## Task requirements
Can you reproduce, word for word, the part of the memoir about Gran and Grandpa that opens with the words containing "Grandpa visited us" and closes with "check the time."?

═════ Page extract ═════

We used to visit Gran (Jane Cameron) and Grandpa on Sunday afternoons for tea.  I don’t think it was every Sunday but it was often.  Gran had had rickets as a child so, with her legs being so bowed, my sisters and I were taller than her by the time we were twelve.  She and her twin sister had been fishmongers in Dundee before Rose went to America and Gran married Grandpa.  She was a little deaf and Grandpa used to get frustrated trying to talk to her.  What with Grandpa’s mumbling and Grandma’s deafness, it was quite a comedy of errors.   Gran would set the table with an embroidered tea cloth and beautiful china tea set – which included a slop bowl.  Yuk! (If you have never used one then let me tell you it was used for when we reached the bottom of our cup of tea where all the tea leaves gathered.  We had to empty the slops into the bowl and then have a fresh second cup.  I thought it a disgusting tradition myself. )  After tea, Gran would leave the room and turn on the TV.  She was mad keen on the wrestling and she would yell and scream and hit the TV.   Sunday afternoons were never boring.

Grandpa visited us on occasions.  He would catch the bus and turn up unexpectedly at the door with a little, battered, brown case, telling  my dad he had left my Gran.  He would talk to my parents, have dinner with us,  sleep overnight and then return home the next morning.  I still remember him, dressed like a farmer, with brown baggy trousers, a “grandpa” tee-shirt, waistcoat,  brown checked jacket and cap.  A chain would dangle from his waistcoat pocket and every so often he would take out  his pocket watch to check the time.

Before Gran died a few days before her 91st birthday, she spent a year in a hospital bed.  Grandpa sat holding her hand every day.  He passed away within a year of her death.  Gran and Grandpa fought all their married life and yet Grandpa died of a broken heart when she passed.

═════ Data section ═════

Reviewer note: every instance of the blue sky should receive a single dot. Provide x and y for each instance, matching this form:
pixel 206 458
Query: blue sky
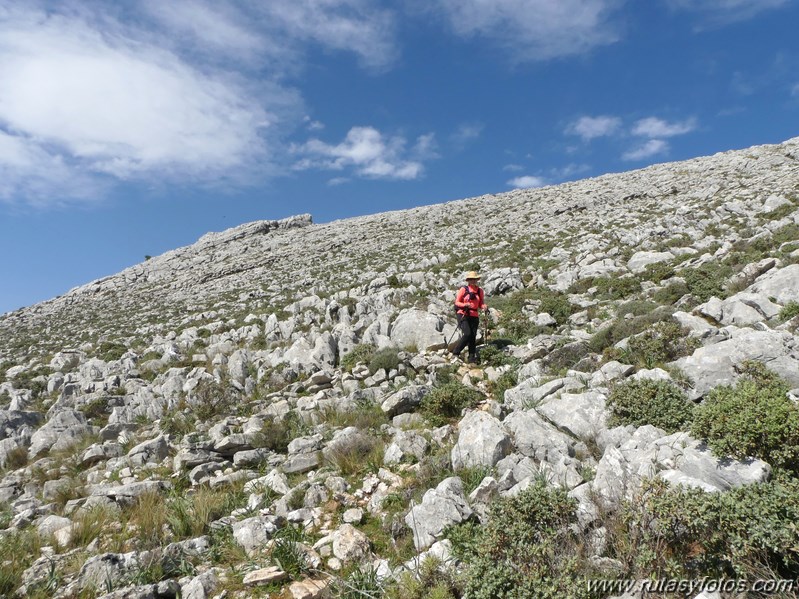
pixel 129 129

═════
═════ Data section ═════

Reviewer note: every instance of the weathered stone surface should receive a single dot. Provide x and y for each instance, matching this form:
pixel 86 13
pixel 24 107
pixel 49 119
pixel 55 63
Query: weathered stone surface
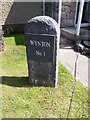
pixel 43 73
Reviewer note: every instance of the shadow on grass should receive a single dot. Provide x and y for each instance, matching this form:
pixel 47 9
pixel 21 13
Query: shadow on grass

═════
═════ Data section ═════

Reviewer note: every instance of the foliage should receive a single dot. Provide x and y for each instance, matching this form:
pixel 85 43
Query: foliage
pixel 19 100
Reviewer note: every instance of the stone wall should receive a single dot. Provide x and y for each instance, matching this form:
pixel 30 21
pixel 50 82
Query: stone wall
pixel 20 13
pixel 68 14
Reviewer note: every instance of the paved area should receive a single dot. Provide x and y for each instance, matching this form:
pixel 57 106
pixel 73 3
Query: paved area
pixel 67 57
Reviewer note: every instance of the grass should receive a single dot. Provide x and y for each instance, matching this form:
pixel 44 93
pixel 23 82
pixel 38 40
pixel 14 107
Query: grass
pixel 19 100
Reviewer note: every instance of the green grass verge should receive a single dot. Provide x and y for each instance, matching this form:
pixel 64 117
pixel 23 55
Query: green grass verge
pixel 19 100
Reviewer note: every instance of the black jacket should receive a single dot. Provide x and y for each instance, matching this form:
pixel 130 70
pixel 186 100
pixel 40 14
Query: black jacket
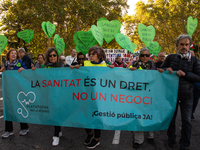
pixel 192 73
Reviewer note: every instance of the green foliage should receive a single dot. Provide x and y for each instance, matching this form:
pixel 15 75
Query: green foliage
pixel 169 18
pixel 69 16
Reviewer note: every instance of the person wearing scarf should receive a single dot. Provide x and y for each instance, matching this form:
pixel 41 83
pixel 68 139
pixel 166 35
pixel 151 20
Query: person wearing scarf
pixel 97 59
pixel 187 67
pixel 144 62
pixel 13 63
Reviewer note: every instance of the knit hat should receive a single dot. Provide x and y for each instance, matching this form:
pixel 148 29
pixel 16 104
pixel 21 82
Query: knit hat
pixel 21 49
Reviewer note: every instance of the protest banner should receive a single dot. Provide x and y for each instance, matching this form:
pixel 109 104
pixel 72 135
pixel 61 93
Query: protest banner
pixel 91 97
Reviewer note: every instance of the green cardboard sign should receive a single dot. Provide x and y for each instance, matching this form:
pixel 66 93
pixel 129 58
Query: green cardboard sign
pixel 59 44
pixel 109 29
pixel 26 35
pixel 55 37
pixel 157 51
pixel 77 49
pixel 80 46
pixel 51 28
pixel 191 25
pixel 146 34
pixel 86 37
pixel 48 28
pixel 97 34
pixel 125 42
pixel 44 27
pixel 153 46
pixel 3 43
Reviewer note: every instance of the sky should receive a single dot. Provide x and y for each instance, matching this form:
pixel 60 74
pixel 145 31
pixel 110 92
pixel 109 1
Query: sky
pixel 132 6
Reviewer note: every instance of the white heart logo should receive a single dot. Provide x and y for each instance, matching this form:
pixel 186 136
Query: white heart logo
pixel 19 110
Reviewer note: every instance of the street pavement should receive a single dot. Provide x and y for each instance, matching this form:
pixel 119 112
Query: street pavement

═════

## Output for this task
Grandpa visited us on occasions.  He would catch the bus and turn up unexpectedly at the door with a little, battered, brown case, telling  my dad he had left my Gran.  He would talk to my parents, have dinner with us,  sleep overnight and then return home the next morning.  I still remember him, dressed like a farmer, with brown baggy trousers, a “grandpa” tee-shirt, waistcoat,  brown checked jacket and cap.  A chain would dangle from his waistcoat pocket and every so often he would take out  his pocket watch to check the time.